**Work instruction**
No pictures belong in the copy. Restate the rest of the data exactly.

Dataset entries: Begin

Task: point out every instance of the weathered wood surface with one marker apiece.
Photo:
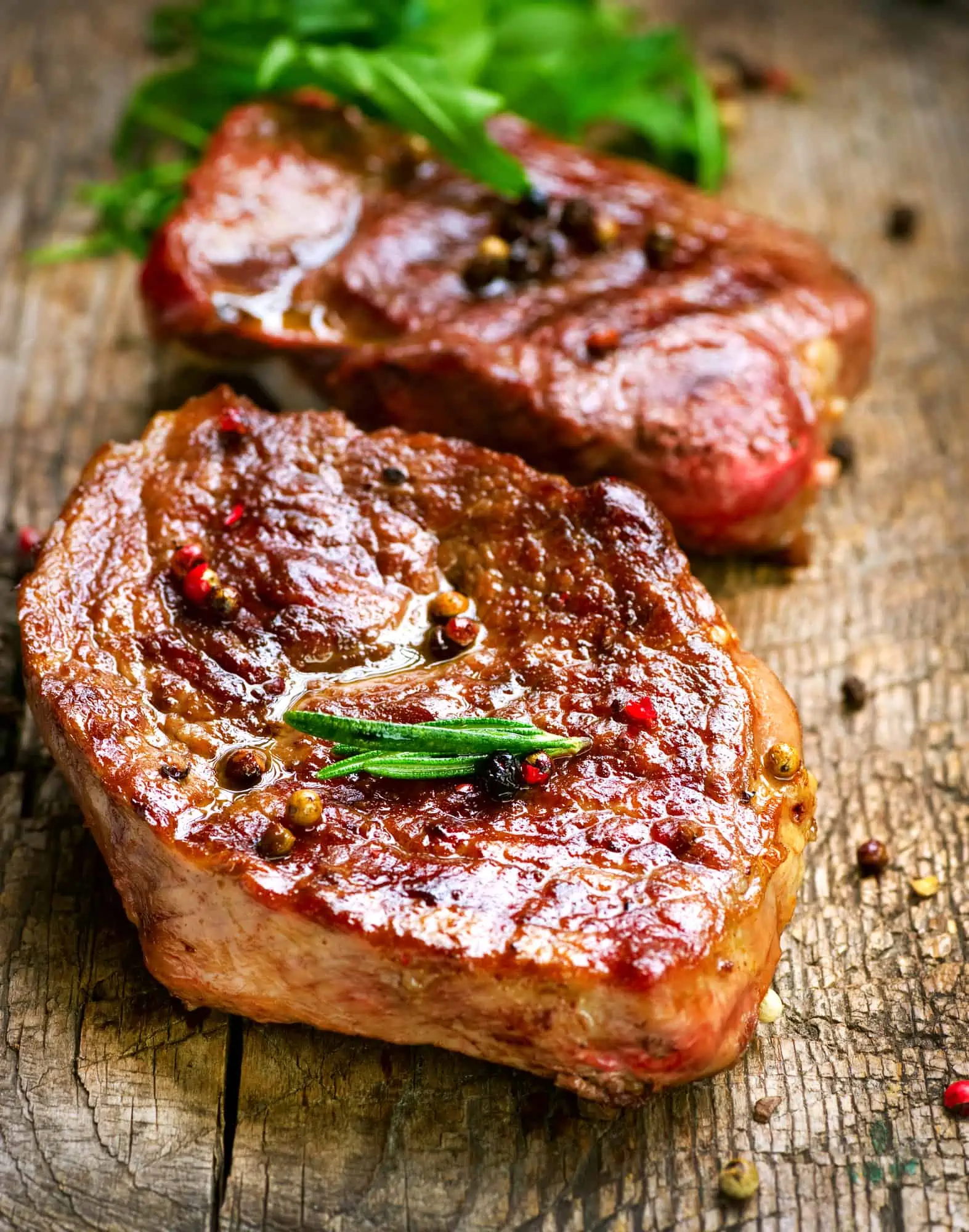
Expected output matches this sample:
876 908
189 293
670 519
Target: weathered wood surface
121 1111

Dataset entries: End

**Solution for this problem**
Task: point out every instance of the weathered wood surface with one marker apiece.
Photo:
Expected output matches this sample:
876 908
189 293
670 519
Target: weathered wood surface
121 1111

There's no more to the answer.